Today, they issued a press release stating that the obtained the same results in the second test:
“Tesla made changes to the safety belt in vehicles built after January with the intent of reducing the dummy’s forward movement. However, when IIHS tested the modified Model S, the same problem occurred, and the rating didn’t change.”
Tesla responded in a statement (via CNBC) suggesting that the test was designed to suit the IIHS’s “own subjective purposes”:
“Tesla’s Model S received the highest rating in IIHS’s crash testing in every category except for one, the small overlap front crash test, where it received the second highest rating available. While IIHS and dozens of other private industry groups around the world have methods and motivations that suit their own subjective purposes, the most objective and accurate independent testing of vehicle safety is currently done by the U.S. government, which found Model S and Model X to be the two cars with the lowest probability of injury of any cars that it has ever tested, making them the safest cars in history.”
The Model S did indeed receive the highest safety rating from NHTSA, which doesn’t perform the small overlap crash test.
Here’s the new overlap test performed by the IIHS:
Furthermore, the institute ended up lowering the Model S’ structural integrity results from the test after seeing a greater intrusion on the second test:
“Although the two tested vehicles had identical structure, the second test resulted in greater intrusion into the driver’s space because the left front wheel movement wasn’t consistent. Maximum intrusion increased from less than 2 inches to 11 inches in the lower part and to 5 inches at the instrument panel in the second test. The first test resulted in a good rating for structural integrity, while the second test resulted in an acceptable structural rating. The two tests’ structural ratings were combined, resulting in acceptable structure and an acceptable rating overall for the Model S.The greater deformation in the second test also resulted in damage to the left front corner of the battery case. The deformation was limited to an area that didn’t contain battery cells in the tested vehicle, so this damage didn’t affect the rating. Higher-performance variants of the Model S could have battery cells in this area, but, according to Tesla, they also have different structure. They haven’t been tested separately and aren’t covered by this rating.
The IIHS tested the Model S with a 75 kWh battery pack. The “higher-performance variants of the Model S” that they are referring to is the Model S P100D, which has a 100 kWh battery pack and Tesla had to change its structure to fit that much energy capacity in the same pack size.

TO DO :: In the excerpt above on the IIHS crash testing of the Tesla Model S, what battery pack did the tested Model S have?

STUDY MATERIAL ::

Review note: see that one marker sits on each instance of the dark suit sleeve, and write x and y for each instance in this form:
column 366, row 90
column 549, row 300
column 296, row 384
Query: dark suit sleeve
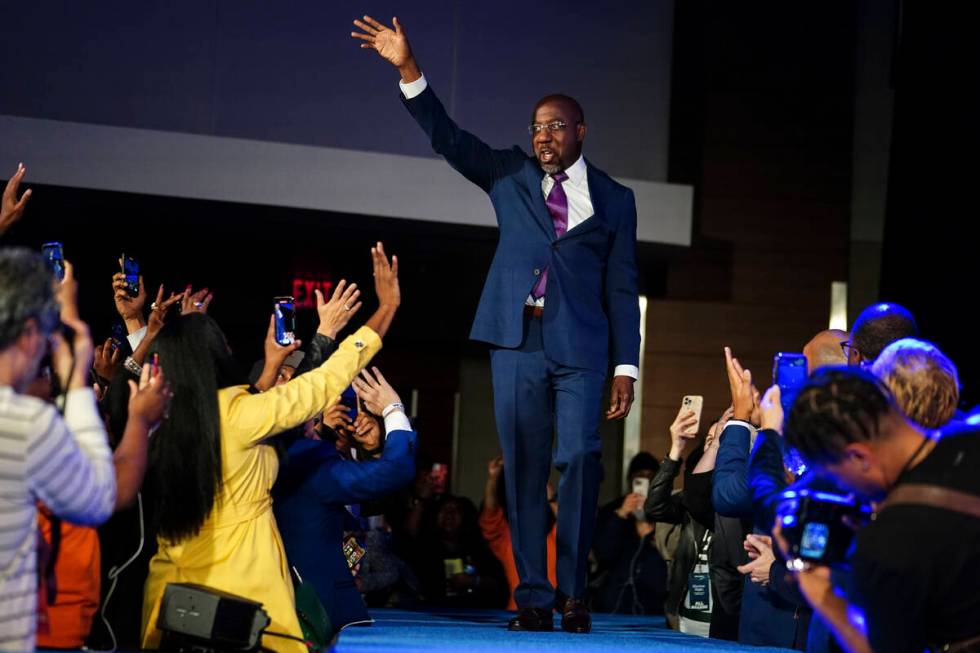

TASK SOLUTION :: A 75 kWh battery pack.